The Gang Tries to Serve a Subpoena
Season 4 Episode 2
Editor’s Rating 3 stars

The Good Fight

The Gang Tries to Serve a Subpoena
Season 4 Episode 2
Editor’s Rating 3 stars
Photo: Patrick Harbron/CBS

After kicking off the season with spectacular bravado last week with a stand-alone alternate-universe episode, The Good Fight settles into its own version of business as usual, with intimations of things to come. It’s an entertaining hour, but without the political spikiness of last week — and virtually all of last season, with its topical references and Jonathan Coulton Schoolhouse Rock ditties — it feels like a bit of a letdown. For the first time in a while, it behaved like a normal-ish courtroom drama, like a few curse words removed from something that could run on network television. No microdosing, no Nazi–punching, no episode-long Wizard of Oz fantasies.

Okay, emphasis on the “ish” part of normal-ish. The episode still opens with the chaos of unsupervised dogs running through the halls of Reddick, Boseman & Lockhart, pulls off a mini-revival of ’80s NBC Thursday with appearances by John Larroquette and Michael J. Fox, allows 16 minutes of action before the opening credits, and teases a wide-ranging conspiracy of the ultraelite that hints at season four’s overarching political agenda. So business as usual for The Good Fight will never quite be business as usual for other shows of its kind, even when it’s planting its feet on terra firma for a moment. The promotional materials for the season have asked the question, “What is Memo 618?” but the show isn’t prepared yet to play those cards. As of now, it’s mostly those words (and only those words) on a page.

#####

■ INSTRUCTION 1: Copy the episode recap above word for word, everything from "Okay, emphasis on" down to "words) on a page.".

■ RECORDS FOR THIS TASK:
#####

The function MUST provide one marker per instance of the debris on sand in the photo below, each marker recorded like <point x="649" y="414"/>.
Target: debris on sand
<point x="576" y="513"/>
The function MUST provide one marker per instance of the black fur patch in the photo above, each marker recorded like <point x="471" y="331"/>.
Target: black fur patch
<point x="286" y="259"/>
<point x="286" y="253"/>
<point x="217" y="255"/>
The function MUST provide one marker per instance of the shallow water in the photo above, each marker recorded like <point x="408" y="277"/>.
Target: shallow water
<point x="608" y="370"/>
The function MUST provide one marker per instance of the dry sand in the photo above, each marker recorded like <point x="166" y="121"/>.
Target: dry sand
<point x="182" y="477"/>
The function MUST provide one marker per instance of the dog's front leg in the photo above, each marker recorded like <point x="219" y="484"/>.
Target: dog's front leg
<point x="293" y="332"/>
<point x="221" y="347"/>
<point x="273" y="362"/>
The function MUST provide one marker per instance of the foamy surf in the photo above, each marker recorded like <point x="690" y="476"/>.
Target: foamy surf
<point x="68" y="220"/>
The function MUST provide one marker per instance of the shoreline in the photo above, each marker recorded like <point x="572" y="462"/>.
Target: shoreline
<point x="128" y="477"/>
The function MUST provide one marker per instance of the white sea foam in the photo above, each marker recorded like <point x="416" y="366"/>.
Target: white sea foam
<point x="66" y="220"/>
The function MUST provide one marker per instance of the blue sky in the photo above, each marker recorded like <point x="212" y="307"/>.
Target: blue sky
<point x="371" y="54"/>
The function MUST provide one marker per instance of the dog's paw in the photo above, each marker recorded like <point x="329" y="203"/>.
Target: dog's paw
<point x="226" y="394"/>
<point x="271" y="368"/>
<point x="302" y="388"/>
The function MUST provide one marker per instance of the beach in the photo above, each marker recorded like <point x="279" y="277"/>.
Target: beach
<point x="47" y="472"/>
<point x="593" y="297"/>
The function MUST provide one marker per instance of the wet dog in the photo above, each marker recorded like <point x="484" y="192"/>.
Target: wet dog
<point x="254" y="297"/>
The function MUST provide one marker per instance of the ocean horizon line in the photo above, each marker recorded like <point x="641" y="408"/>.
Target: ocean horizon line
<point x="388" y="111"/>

#####

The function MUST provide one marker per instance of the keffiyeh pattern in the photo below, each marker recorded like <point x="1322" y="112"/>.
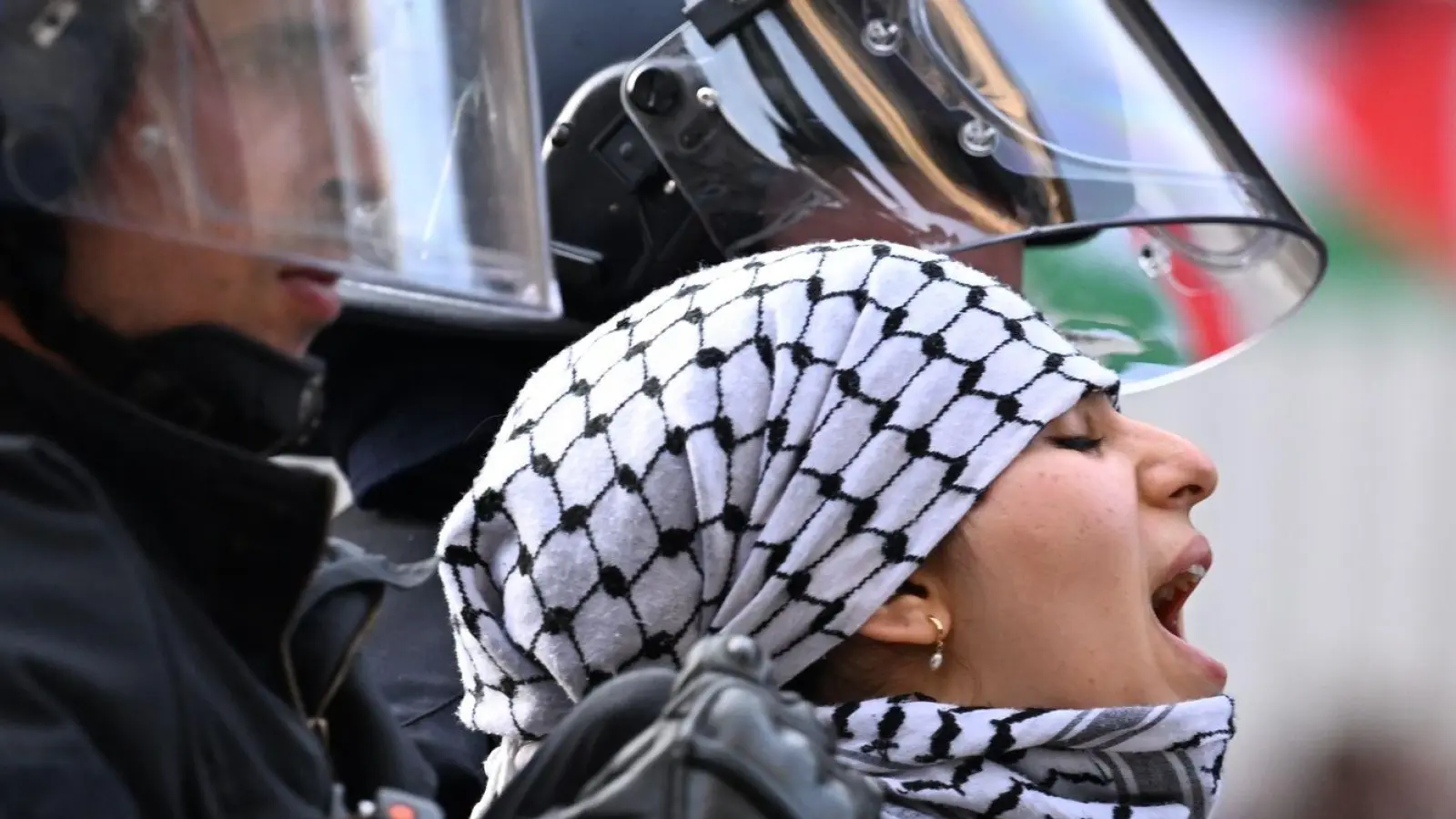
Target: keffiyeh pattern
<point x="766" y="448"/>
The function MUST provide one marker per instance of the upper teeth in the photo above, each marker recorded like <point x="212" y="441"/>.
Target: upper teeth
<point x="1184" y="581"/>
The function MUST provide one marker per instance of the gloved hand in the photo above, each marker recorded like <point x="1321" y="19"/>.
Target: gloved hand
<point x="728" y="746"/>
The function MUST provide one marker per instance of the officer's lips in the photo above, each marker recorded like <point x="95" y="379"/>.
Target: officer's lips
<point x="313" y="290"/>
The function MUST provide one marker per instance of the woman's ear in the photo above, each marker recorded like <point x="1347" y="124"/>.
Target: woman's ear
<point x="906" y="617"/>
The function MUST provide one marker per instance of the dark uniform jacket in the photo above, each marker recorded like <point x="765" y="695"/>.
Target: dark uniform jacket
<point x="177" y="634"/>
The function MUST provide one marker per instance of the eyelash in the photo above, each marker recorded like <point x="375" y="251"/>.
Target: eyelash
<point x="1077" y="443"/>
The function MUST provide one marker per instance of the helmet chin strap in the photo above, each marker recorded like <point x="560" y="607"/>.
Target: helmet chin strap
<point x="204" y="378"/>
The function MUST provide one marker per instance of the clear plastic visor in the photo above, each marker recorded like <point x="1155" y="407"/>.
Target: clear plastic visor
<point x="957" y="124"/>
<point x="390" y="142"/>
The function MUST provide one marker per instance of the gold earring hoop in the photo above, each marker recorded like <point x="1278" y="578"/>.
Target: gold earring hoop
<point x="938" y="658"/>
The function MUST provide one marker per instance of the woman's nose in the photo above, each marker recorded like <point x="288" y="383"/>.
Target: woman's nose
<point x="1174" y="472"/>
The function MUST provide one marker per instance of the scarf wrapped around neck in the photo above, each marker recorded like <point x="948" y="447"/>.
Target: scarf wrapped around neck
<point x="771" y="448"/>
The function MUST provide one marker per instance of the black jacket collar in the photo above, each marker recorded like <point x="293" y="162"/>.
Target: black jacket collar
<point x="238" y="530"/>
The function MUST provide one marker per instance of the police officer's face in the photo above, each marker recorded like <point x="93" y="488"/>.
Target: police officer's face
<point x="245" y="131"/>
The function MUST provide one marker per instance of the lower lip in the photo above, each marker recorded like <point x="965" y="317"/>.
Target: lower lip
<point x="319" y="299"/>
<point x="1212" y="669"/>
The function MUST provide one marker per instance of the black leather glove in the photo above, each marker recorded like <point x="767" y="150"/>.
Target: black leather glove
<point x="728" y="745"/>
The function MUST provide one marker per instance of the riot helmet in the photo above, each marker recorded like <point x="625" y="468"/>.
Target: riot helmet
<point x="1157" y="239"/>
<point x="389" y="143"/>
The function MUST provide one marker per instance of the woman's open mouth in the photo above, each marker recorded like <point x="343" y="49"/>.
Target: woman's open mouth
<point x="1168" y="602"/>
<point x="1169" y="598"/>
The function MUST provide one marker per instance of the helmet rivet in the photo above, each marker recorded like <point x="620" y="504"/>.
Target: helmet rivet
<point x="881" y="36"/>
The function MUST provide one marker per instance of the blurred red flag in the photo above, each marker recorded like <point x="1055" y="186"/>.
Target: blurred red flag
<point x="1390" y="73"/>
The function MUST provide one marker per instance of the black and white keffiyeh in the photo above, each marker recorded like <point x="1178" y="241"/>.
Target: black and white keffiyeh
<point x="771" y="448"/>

#####

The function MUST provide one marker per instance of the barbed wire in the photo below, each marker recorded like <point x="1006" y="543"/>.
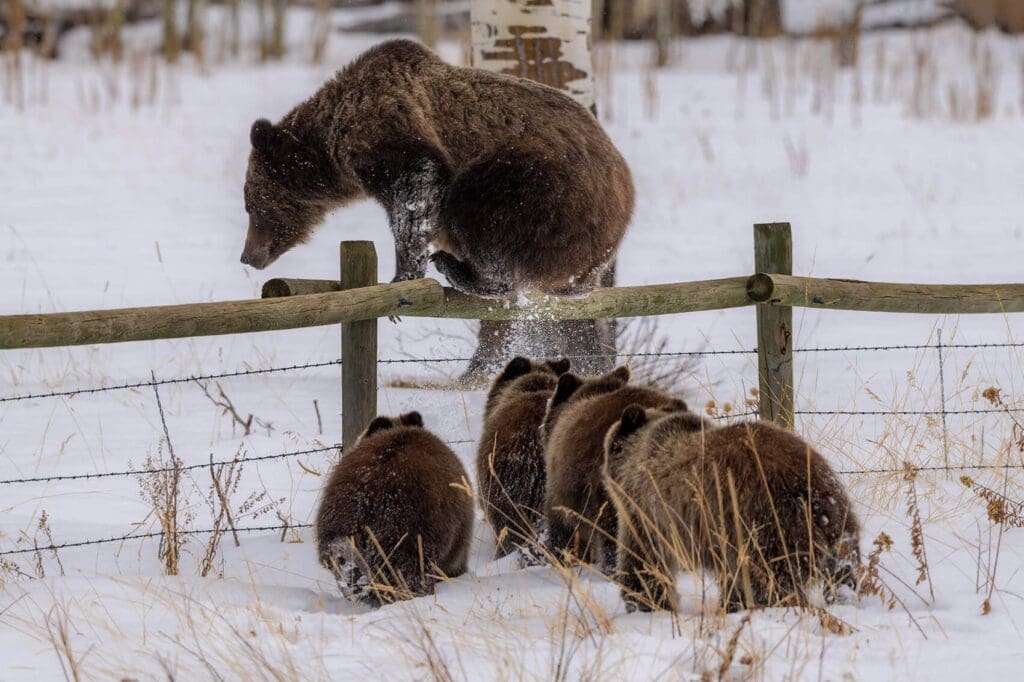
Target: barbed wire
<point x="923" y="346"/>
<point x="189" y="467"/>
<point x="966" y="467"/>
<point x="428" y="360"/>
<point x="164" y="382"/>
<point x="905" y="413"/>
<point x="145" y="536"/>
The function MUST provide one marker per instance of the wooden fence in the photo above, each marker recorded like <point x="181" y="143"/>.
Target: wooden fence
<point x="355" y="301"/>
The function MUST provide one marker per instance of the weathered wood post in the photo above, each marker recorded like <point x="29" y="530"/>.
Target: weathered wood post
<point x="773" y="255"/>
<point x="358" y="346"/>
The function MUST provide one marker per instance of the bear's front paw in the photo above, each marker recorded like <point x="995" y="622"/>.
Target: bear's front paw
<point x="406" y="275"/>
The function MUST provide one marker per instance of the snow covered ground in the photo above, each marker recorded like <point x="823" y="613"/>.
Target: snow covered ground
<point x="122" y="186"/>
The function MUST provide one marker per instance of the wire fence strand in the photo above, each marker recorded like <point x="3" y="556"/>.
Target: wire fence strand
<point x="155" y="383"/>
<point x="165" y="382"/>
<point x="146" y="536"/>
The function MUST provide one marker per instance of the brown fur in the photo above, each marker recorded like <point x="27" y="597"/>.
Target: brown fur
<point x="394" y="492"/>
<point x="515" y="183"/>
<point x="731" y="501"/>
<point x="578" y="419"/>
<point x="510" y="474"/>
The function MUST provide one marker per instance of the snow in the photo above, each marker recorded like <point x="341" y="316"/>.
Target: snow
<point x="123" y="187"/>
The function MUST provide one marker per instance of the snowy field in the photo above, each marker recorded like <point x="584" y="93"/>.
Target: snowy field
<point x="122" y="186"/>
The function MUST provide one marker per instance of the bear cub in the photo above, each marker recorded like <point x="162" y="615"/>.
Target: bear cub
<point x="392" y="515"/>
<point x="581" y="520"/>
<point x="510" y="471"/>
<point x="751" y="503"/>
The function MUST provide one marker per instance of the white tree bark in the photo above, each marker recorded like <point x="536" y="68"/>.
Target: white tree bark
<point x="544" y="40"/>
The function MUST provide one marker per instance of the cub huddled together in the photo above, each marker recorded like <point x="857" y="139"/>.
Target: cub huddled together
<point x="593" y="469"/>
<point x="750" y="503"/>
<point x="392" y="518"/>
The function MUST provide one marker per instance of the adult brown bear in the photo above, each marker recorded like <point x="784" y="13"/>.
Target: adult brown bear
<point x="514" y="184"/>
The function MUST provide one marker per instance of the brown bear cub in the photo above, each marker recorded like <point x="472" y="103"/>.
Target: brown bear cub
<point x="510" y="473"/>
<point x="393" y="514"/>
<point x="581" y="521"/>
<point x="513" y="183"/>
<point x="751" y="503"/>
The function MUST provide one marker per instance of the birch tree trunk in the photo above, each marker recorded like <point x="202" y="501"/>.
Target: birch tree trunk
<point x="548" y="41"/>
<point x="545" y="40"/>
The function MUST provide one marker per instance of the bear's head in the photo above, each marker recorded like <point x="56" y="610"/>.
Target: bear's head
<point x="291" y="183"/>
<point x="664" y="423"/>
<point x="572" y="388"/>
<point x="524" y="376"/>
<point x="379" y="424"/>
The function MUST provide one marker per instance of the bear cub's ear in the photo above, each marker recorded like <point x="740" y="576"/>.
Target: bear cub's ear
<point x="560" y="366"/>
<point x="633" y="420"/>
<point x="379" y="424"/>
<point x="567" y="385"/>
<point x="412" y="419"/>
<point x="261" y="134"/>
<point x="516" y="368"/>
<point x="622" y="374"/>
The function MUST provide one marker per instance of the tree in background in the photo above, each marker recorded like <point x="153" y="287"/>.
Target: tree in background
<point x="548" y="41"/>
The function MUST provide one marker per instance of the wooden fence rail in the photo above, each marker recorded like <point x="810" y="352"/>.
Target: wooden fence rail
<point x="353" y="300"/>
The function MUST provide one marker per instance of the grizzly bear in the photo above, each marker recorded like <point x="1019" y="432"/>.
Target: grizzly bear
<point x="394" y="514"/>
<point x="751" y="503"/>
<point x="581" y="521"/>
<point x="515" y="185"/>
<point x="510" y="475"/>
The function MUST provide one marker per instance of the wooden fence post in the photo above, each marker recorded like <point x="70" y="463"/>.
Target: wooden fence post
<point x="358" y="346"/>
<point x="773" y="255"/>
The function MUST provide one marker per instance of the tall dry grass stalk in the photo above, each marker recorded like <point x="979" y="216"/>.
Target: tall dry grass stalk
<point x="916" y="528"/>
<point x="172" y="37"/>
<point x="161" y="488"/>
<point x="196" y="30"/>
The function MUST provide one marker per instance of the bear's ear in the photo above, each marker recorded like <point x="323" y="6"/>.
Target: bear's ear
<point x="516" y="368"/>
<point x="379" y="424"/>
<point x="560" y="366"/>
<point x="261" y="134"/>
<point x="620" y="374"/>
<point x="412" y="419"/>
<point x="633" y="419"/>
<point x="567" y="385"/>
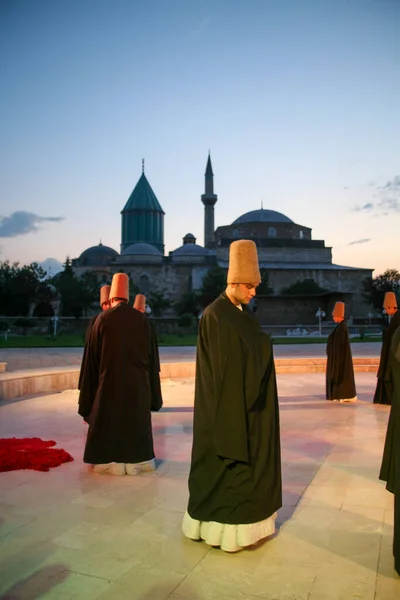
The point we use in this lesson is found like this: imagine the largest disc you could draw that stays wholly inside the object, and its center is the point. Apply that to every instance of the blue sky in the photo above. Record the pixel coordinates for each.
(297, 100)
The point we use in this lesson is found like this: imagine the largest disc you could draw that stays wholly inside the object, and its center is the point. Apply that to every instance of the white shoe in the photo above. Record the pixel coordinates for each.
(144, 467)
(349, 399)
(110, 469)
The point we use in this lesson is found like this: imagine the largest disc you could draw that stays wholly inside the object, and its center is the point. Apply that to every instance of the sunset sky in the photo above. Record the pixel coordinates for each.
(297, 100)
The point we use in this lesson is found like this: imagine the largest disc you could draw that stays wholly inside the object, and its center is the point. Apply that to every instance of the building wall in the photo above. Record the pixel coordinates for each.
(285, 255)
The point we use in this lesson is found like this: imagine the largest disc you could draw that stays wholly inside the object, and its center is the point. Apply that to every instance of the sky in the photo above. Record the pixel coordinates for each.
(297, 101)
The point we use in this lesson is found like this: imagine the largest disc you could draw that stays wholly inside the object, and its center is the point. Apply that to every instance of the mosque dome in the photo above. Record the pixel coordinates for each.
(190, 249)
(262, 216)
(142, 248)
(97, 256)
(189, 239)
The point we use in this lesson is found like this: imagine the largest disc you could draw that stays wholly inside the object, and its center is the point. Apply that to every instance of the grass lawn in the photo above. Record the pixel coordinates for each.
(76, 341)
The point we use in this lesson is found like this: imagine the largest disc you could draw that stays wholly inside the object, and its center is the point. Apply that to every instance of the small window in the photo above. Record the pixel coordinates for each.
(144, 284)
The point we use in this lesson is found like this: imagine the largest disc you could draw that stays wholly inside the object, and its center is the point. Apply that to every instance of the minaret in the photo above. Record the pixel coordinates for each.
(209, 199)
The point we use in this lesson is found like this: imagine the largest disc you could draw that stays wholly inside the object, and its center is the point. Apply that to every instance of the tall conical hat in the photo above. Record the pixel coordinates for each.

#####

■ INSTRUCTION 2: Report how many lines of the records above contain the string "dark", matching case exactly, and give only that number.

■ TASK RESPONSE 1:
Okay, emphasis on the “ish” part of normal-ish. The episode still opens with the chaos of unsupervised dogs running through the halls of Reddick, Boseman & Lockhart, pulls off a mini-revival of ’80s NBC Thursday with appearances by John Larroquette and Michael J. Fox, allows 16 minutes of action before the opening credits, and teases a wide-ranging conspiracy of the ultraelite that hints at season four’s overarching political agenda. So business as usual for The Good Fight will never quite be business as usual for other shows of its kind, even when it’s planting its feet on terra firma for a moment. The promotional materials for the season have asked the question, “What is Memo 618?” but the show isn’t prepared yet to play those cards. As of now, it’s mostly those words (and only those words) on a page.

■ TASK RESPONSE 2: 2